◆ REQUIRED WORK
(A) Answer these from the article on the Royal Commission into Aged Care:
(i) On which day did the panel of Commonwealth witnesses that included Brendan Murphy appear?
(ii) How many deaths did Victoria announce on Wednesday, and how many of them were linked to aged care?
(iii) Which university is Joseph Ibrahim from?
(B) Resume the article on the Royal Commission into Aged Care, starting right after its final sentence.

◆ EXTRACTED TEXT
Aug 13, 2020

Royal Commission into Aged Care reminds Health Department Secretary Brendan Murphy it sets the rules

The Royal Commission into Aged Care put the Secretary of the Federal Health Department, Brendan Murphy, firmly in his place when he tried to make an opening statement to attack claims by the senior counsel assisting the commission, Peter Rozen, QC.

Murphy, who became a nationally known figure when as Chief Medical Officer he appeared regularly at Scott Morrison’s news conferences, had not been due to give evidence at the commission’s sittings on COVID this week.

But after Rozen’s Monday statement the federal government, which is increasingly concerned at the criticism it is receiving over inadequate preparation for the pandemic in aged care facilities, asked to have him added to the panel of Commonwealth witnesses who appeared on Wednesday.

As questioning of the panel was about to start Murphy broke in, saying he wanted to make a statement in response to Rozen inaccurately claiming the Commonwealth had not planned for the outbreak in aged care and as a result there had been a high death rate.

But after a brief adjournment for consultations the commission denied his request, although he was allowed to make the statement at the session’s end. As commissioner Tony Pagone put it with the utmost politeness but equal firmness, “We are really in control of the procedure that we have and we just need to continue with that.”

On Wednesday Victoria announced a record 21 deaths from the previous 24 hours, 16 of them linked to aged care.

In a Facebook message Scott Morrison, expressing condolences, referred particularly to the need to protect the vulnerable elderly.

He also said pointedly: “I want to assure that where there are shortcomings in these areas they’ll be acknowledged. And the lessons will be learned.”

He warned there would be more “difficult news” in the days and weeks ahead.

Earlier on Wednesday professor Joseph Ibrahim, a specialist in geriatric medicine from Monash University, told the commission: “This is the worst disaster that is still unfolding before my eyes and it’s the worst in my entire career”.

◆ PROVIDED RECORDS
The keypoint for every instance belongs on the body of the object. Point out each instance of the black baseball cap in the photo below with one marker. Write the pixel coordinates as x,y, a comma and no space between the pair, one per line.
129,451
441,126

---

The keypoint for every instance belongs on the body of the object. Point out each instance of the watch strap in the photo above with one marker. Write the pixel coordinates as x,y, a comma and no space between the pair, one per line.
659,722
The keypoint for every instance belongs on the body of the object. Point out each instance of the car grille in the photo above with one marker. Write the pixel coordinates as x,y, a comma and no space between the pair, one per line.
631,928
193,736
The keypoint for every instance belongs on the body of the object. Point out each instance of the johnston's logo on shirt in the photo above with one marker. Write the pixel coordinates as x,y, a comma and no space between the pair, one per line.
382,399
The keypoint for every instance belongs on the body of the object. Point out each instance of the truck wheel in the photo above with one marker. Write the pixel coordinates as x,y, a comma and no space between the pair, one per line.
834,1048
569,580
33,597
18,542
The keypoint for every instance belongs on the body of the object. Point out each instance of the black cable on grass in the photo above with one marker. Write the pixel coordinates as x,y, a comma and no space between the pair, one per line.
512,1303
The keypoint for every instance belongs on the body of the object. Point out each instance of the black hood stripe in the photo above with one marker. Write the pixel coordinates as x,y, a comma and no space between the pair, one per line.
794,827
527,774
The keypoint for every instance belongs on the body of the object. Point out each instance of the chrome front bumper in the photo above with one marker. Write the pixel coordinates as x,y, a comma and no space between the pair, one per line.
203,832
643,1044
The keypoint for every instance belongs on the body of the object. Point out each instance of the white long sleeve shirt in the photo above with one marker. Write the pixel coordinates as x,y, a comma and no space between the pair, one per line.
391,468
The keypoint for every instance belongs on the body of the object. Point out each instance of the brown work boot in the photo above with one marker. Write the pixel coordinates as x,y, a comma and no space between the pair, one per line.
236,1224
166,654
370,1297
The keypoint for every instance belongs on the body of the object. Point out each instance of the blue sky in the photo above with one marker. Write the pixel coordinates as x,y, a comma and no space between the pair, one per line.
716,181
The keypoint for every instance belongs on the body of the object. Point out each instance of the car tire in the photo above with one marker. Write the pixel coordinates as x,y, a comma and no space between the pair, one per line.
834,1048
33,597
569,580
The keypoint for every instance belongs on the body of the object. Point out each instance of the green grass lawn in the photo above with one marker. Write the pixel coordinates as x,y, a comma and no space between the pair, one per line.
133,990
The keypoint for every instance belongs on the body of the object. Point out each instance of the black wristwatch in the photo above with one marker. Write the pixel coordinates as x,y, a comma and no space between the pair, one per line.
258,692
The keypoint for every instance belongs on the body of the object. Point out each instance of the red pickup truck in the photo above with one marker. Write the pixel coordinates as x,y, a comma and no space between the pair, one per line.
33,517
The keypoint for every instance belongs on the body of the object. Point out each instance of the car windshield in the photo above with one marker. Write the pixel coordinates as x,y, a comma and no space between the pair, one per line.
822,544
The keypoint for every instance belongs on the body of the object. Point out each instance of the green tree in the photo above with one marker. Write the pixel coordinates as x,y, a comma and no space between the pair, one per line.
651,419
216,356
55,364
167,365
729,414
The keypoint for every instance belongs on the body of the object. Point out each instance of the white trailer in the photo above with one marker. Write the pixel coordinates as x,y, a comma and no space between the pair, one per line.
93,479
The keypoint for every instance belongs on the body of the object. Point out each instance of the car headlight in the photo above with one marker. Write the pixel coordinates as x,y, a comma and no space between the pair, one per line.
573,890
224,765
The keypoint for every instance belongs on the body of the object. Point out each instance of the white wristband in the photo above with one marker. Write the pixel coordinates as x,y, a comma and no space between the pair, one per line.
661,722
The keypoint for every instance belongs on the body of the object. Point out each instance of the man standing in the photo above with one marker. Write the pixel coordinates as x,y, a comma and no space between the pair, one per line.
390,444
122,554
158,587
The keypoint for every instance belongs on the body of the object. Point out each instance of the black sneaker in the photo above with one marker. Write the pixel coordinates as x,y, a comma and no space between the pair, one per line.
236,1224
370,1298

◆ SET OF ANSWERS
(A)
(i) Wednesday.
(ii) 21 deaths, 16 of them linked to aged care.
(iii) Monash University.

(B)
He said hundreds of aged care residents would die prematurely because people had failed to act.

“There’s a level of apathy, a lack of urgency. There’s an attitude of futility which leads to an absence of action.

“The reliance or promotion of advance care plans as a way to manage the pandemic and the focus on leaving residents in their setting I think is wrong and inappropriate. When I voiced my concerns, I have had comments saying that everything is under control, that I’m simply overreacting and causing panic,” Ibrahim said.

Early in the crisis Ibrahim made representations to state and federal bodies, and to Morrison, health minister Greg Hunt and aged care minister Richard Colbeck.

The tension was evident when the panel of Commonwealth officials gave evidence.

Michael Lye, the health department’s deputy secretary for ageing and aged care, unsuccessfully tried to divert to Murphy a question about Australia faring badly on aged care deaths compared to other countries. Rozen insisted Lye answer, saying sharply, “No, I don’t want professor Murphy to answer the question, Mr Lye. I’m asking you. You told us you were the senior most official with aged care responsibility within the Commonwealth department of health”.

In one embarrassing moment for the federal officials, Rozen drew attention to Murphy prompting Lye when the latter was struggling under the questioning.

Rozen told both Lye and Murphy, as they periodically veered into wider comments, to just answer his questions.

Quizzed about the apparent lateness of a July 13 decision to make masks compulsory for care providers in Victorian homes, Murphy admitted “in hindsight, you could have implemented that earlier”, agreeing it was “possible” it might have reduced the number of infections entering homes.

In his forcefully-delivered statement at the end of the session, Murphy declared: “We reject categorically that the Australian government failed to adequately plan and prepare” for COVID in aged care.

He also strongly rejected that there was anything pejorative in the fact people from aged care formed a high proportion of “an extraordinary low death rate in Australia”. “I would say the contrary is true.” He said across Australia’s aged care facilities 0.1% of residents had succumbed to COVID compared to 5% in the UK with many more not detected.

The fact that two thirds of Australia’s about 350 deaths were from aged care “is really a reflection of the extraordinarily low community death rate,” Murphy said.

Diana Asmar, Victorian secretary of the Health Workers Union, told the commission: “Our members right now feel like they’re on the bottom of the Titanic ship”. They did not have proper access to personal protective equipment, they were suffering from huge staffing pressures, and they were feeling neglected.

“The lack of communication, the lack of training, the lack of staffing and the lack of protection unfortunately has caused a huge concern in the aged care sector,” she said.